Stated exercise =
Reproduce, word for word, the portion of the Famous Imposters extract starting at "Hoaxes are sometimes" and ending at "so unexpectedly deferred.".

2016년 3월 11일 금요일

Famous Imposters 28

Famous Imposters 28


E. THE MARRIAGE HOAX
 
Hoaxes are sometimes malicious, and often cruel, as the following
instance will show: A young couple were about to be married in
Birmingham when those officiating--it was a Jewish wedding--were
startled by the delivery of a telegram from London with the message:
“Stop marriage at once. His wife and children have arrived in London
and will come on to Birmingham.” The bride fainted and the bridegroom
was frantically perturbed at thus summarily being provided with a
wife and family. But it was useless; the unhappy man had to make the
best of his way through an exasperated crowd full of sympathy for the
wronged girl. Inquiry, however, showed her friends that the whole thing
was a hoax--possibly worked by some revengeful rival of the man whose
happiness had been so unexpectedly deferred.
 
 
F. BURIED TREASURE
 
Most people have heard of the “Spanish Treasure swindle” and, though
less elaborate than the original, a variation of it practised on a
French merchant was rather “cute.” One morning he received an anonymous
communication advising him that a box of treasure was buried in his
garden the exact position of which would be pointed out to him, if
he agreed to divide the spoil. He rose at once to the bait, met his
generous informant, and before long the pair were merrily at work
with pickaxe and shovel. Sure enough before long their exertions
were awarded by the unearthing of a box full of silver coins. The
hoard proved to consist of sixteen hundred five-franc pieces; and
the delighted merchant, after carefully counting them out into two
piles, offered one lot to his partner as his share. That worthy, after
contemplating the heap for a minute or two, observed that it would
be rather a heavy load to carry to the railway station, and said he
would prefer, if it could be managed, to have the amount in gold or
notes. “Certainly, certainly!” was the reply. The two men walked up to
the house and the business was settled to their mutual satisfaction.

Data provided =
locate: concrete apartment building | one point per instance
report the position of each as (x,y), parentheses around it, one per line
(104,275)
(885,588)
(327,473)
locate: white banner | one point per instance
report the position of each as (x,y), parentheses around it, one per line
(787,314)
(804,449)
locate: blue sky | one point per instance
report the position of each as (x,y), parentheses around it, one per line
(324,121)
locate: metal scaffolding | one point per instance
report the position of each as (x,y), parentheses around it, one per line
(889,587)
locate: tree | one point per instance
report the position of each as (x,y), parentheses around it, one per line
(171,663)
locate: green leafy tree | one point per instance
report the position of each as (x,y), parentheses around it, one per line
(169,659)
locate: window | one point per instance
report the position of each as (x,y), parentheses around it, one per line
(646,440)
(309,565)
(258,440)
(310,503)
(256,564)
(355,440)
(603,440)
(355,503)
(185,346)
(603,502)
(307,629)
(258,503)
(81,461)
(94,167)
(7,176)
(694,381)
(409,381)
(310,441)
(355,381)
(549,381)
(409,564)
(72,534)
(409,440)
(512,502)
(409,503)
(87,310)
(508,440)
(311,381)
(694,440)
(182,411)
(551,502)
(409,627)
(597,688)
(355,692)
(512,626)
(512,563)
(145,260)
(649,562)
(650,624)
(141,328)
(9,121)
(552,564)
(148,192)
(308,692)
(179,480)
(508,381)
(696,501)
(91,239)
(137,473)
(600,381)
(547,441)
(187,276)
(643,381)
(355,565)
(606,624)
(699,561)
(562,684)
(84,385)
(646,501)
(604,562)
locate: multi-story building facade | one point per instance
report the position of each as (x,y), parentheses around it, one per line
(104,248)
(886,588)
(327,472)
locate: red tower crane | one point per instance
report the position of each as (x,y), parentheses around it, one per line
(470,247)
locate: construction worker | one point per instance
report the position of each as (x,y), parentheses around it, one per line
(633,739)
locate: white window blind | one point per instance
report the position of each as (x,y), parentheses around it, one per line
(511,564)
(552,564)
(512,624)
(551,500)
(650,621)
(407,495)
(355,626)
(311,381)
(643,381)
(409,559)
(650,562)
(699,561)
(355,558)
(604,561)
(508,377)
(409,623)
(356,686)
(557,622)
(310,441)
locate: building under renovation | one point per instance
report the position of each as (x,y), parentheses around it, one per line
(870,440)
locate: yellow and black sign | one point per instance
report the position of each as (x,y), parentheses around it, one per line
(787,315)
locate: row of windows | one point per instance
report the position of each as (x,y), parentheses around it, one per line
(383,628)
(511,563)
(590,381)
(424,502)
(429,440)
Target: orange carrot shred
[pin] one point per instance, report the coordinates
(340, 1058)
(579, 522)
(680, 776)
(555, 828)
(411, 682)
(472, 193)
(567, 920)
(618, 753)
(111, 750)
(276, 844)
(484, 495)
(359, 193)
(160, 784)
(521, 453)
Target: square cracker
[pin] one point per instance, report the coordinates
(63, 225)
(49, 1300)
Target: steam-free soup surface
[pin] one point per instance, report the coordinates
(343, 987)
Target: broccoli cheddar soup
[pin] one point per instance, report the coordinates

Reply =
Hoaxes are sometimes malicious, and often cruel, as the following
instance will show: A young couple were about to be married in
Birmingham when those officiating--it was a Jewish wedding--were
startled by the delivery of a telegram from London with the message:
“Stop marriage at once. His wife and children have arrived in London
and will come on to Birmingham.” The bride fainted and the bridegroom
was frantically perturbed at thus summarily being provided with a
wife and family. But it was useless; the unhappy man had to make the
best of his way through an exasperated crowd full of sympathy for the
wronged girl. Inquiry, however, showed her friends that the whole thing
was a hoax--possibly worked by some revengeful rival of the man whose
happiness had been so unexpectedly deferred.